### [Stated exercise]
Rescale the entries starting at the beginning of the entries and ending at the line that contains "0 57 L 11 57", both ends included. Reproduce those lines with the request text unchanged, multiply every coordinate in the answers by 1.35 and round to whole numbers with halves rounded up, and leave the pictures out.

Dataset items:
——————
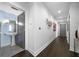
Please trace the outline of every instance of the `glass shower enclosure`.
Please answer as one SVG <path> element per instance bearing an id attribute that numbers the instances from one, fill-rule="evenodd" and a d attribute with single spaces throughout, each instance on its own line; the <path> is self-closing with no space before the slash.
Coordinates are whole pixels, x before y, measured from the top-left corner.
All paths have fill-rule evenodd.
<path id="1" fill-rule="evenodd" d="M 0 57 L 11 57 L 25 49 L 25 12 L 20 15 L 0 10 Z"/>

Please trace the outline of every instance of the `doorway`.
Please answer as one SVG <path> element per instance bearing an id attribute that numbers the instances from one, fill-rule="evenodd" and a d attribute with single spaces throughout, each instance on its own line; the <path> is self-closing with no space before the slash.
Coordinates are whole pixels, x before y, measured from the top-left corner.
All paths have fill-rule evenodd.
<path id="1" fill-rule="evenodd" d="M 66 37 L 66 24 L 60 24 L 60 37 Z"/>

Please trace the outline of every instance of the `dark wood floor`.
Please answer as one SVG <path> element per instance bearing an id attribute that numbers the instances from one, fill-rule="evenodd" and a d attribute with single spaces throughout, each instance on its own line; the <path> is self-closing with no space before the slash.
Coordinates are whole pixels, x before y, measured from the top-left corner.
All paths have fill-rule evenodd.
<path id="1" fill-rule="evenodd" d="M 49 44 L 37 57 L 78 57 L 79 54 L 69 51 L 66 38 L 58 37 Z M 20 52 L 14 57 L 33 57 L 28 51 Z"/>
——————
### [The solution]
Please trace the outline of every instance of the `glass shower enclosure`.
Please answer as one SVG <path> element per instance bearing an id attribute that numbers the instances from one, fill-rule="evenodd" and a d attribute with single spaces throughout, each instance on its own line; the <path> is self-closing with no space before the slash.
Coordinates are whole pixels, x before y, measured from the top-left corner.
All paths have fill-rule evenodd.
<path id="1" fill-rule="evenodd" d="M 0 77 L 15 77 L 34 66 L 34 16 L 27 20 L 0 14 Z"/>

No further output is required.